With pictures omitted, restate the data word for word.

*** Opening Records ***

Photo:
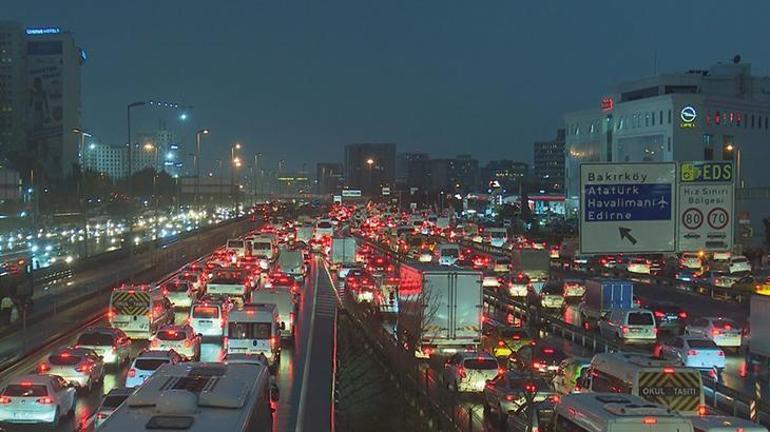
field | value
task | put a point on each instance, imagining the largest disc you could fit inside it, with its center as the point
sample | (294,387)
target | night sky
(300,79)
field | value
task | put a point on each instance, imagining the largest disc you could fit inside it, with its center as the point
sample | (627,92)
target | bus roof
(194,397)
(597,411)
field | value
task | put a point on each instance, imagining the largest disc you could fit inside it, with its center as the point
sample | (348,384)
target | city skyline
(302,79)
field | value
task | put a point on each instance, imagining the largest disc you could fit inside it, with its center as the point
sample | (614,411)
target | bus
(612,412)
(198,397)
(658,381)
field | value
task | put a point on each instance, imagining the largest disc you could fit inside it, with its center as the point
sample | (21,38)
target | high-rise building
(722,113)
(104,159)
(370,166)
(548,170)
(329,178)
(13,89)
(53,63)
(505,174)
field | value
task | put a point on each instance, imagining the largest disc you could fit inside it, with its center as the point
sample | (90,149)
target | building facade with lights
(722,113)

*** Closing Records ***

- [Problem solution]
Photo:
field | value
task | put a point on each instance, imagining the largest disc you could fit inside it, with its center as the point
sample | (294,387)
target | night sky
(300,79)
field | value
task | put a point on each instance, imagining the largest disc you could fit inside it, with its center as the point
sample | (627,92)
target | bus roof
(194,397)
(597,411)
field | value
task | put a point on each instance, imagining the largest disc you could fit inside it, with its center as the point
sample | (348,384)
target | city skyline
(302,79)
field | value
task | put a point on each instance, imagining the largest disc you could fit inside it, with its center as the point
sample | (614,411)
target | bus
(612,412)
(198,397)
(658,381)
field | value
task | put a point on each instance, imagining the largest disc you could fit inside it, with its center as the point
sample | (21,38)
target | high-rise building
(722,113)
(104,159)
(370,166)
(548,170)
(329,178)
(13,89)
(53,63)
(505,174)
field | value
task | put a point on each instance, imagining the largest disc you could fit inside it, with its center as the point
sample | (90,149)
target | building facade with lights
(722,113)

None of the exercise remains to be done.